----- Passage to read
What’s clear is that he and the president never saw things the same way on Iran, Russia, North Korea or even Qatar. The best we can say about Tillerson is that he tried. He tried to work on these issues diplomatically despite being undercut by his boss and undercut by his own failures to organize our diplomatic capability.

Now, Mike Pompeo will come in as Secretary of State. He is going to have the same problem.

During his tenure at CIA, he may have established a better relationship with the president who says he and Pompeo are “on the same wavelength.” Whether you agree, disagree or want to talk the president out of things, having that ability to talk to him is vital. The most successful secretaries of state have been ones who’ve had close relationships with the commander in chief – the best example being George H.W. Bush and James Baker, who practically knew each other’s thoughts and managed the complex diplomacy of German reunification, Tiananmen Square, the end of the apartheid and other momentous events.

Mike Pompeo also brings a knowledge of Congress, which is critical. Secretaries of state have to negotiate a lot on Capitol Hill. Hopefully, Pompeo still has friends there although his tenure as a congressman was not marked by much camaraderie. Pompeo also brings from the CIA, perhaps, a little more honesty about the world than we’ve seen, especially on Russia, by the president.

Pompeo fits with the parts of the administration that see a world full of dangers to be confronted. Military leaders, who now head the Defense Department and the National Security Council, are taught to break problems rather than fix them.

Pompeo thus enters an administration that sees the value of military action, but fails to understand what diplomacy can do to manage issues towards breakthroughs. If you see the world as full of dangerous threats, you prepare militarily. If you see the world as a difficult, complex mix of issues and people, you prepare diplomatically to remold and counter them.

Even if Pompeo sees the diplomatic opportunities he can create, rebuilding the diplomatic tools after the devastation of the State Department ranks by Tillerson – the departures of so many senior experts, the anemic budget proposals, and the loss of U.S. prestige due to the president’s statements – will be a gargantuan task.

Then, deploying diplomatic assets in campaigns around the world in an administration that would rather break things will be a big task for Pompeo to manage.
----------
Set of tasks:
1: In the commentary on Pompeo's appointment, which pair is named as the best example of a secretary of state with a close relationship to the president?
2: Reproduce the commentary on Pompeo's appointment from "During his tenure" up to and including "other momentous events.".
3: Summarize the commentary on Pompeo's appointment in two sentences.
The records are not needed here.
----- Data rows
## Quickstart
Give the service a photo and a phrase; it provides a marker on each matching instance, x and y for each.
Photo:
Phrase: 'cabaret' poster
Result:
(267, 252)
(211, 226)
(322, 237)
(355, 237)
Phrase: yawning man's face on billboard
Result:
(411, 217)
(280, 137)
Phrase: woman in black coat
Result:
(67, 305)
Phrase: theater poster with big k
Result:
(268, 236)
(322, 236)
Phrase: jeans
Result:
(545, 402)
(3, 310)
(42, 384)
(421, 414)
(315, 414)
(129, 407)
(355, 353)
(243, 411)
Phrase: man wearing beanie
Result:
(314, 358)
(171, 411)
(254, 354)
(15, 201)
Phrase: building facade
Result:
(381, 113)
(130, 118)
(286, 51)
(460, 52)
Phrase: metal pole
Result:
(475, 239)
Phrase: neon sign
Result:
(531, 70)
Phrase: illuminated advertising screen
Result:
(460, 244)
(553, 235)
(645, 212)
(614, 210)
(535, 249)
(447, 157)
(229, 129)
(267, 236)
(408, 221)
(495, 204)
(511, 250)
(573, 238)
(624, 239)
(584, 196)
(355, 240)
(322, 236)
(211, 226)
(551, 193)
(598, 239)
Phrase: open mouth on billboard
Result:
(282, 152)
----------
----- Data rows
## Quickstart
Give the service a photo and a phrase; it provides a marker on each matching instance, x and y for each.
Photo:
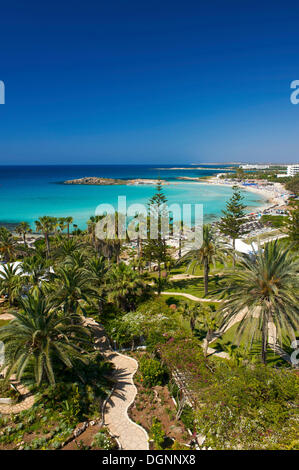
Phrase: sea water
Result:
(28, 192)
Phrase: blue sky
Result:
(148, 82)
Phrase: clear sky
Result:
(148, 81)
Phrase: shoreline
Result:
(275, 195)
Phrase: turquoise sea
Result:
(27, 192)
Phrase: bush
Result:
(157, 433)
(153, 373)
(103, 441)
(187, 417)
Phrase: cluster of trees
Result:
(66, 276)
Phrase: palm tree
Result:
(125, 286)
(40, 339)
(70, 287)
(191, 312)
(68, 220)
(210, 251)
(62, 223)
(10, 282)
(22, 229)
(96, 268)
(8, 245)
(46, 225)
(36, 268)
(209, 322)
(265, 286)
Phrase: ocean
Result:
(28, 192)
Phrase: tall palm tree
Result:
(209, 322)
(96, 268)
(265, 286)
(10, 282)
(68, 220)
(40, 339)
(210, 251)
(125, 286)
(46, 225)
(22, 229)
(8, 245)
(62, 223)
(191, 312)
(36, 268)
----------
Solutions to the exercise:
1: George H.W. Bush and James Baker.

2:
During his tenure at CIA, he may have established a better relationship with the president who says he and Pompeo are “on the same wavelength.” Whether you agree, disagree or want to talk the president out of things, having that ability to talk to him is vital. The most successful secretaries of state have been ones who’ve had close relationships with the commander in chief – the best example being George H.W. Bush and James Baker, who practically knew each other’s thoughts and managed the complex diplomacy of German reunification, Tiananmen Square, the end of the apartheid and other momentous events.

3: Tillerson never saw Iran, Russia, North Korea or Qatar the same way as the president, and Mike Pompeo, coming in as Secretary of State, may have a better relationship with the president and brings a knowledge of Congress. Yet Pompeo enters an administration that sees the value of military action but fails to understand diplomacy, and rebuilding the diplomatic tools after the devastation of the State Department ranks will be a gargantuan task.